━━ Data in this exercise

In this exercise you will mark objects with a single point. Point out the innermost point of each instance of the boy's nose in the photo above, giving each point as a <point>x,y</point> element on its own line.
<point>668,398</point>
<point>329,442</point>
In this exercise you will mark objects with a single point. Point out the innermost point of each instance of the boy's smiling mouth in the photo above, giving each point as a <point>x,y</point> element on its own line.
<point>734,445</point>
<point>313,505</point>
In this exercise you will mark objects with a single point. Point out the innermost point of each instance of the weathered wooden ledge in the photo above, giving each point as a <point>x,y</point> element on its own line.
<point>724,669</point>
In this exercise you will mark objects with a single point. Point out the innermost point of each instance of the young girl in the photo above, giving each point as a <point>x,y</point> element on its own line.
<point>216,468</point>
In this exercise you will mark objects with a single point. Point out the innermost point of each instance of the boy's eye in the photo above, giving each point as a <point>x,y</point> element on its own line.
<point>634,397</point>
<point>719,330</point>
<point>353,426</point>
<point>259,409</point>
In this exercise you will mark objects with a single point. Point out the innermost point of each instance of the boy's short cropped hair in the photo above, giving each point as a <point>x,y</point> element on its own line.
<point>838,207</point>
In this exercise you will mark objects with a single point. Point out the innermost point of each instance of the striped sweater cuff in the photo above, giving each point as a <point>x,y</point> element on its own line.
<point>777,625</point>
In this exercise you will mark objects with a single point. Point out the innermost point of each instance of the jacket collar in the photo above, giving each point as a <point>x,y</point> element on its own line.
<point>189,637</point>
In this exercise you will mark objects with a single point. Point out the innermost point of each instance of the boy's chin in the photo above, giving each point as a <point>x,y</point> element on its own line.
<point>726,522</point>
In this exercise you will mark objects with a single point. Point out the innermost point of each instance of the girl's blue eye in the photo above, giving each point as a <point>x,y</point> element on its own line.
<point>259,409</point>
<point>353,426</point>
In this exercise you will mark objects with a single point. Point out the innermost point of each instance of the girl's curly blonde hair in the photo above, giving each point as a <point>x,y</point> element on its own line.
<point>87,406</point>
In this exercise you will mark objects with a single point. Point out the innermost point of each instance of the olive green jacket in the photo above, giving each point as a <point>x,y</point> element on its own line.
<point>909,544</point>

━━━━

Your answer is the line containing "the girl's blue" plus every line after it through the end of the entries, given again exactly and alone.

In this exercise you will mark objects with a single point. Point out the innermost point of each instance of the girl's blue eye in the photo above, giving each point as a <point>x,y</point> element on its own line.
<point>259,409</point>
<point>353,426</point>
In this exercise you will mark objects with a single point. Point out the innermost point of each instance of the girl's curly blonde hair in the photo above, giving each point as a <point>x,y</point> element on its own line.
<point>87,406</point>
In this exercise you will mark objects with a single point. Point out the innermost point of each instance of the olive green jacket in the photo above, giving each point as a <point>x,y</point> element on its own line.
<point>909,544</point>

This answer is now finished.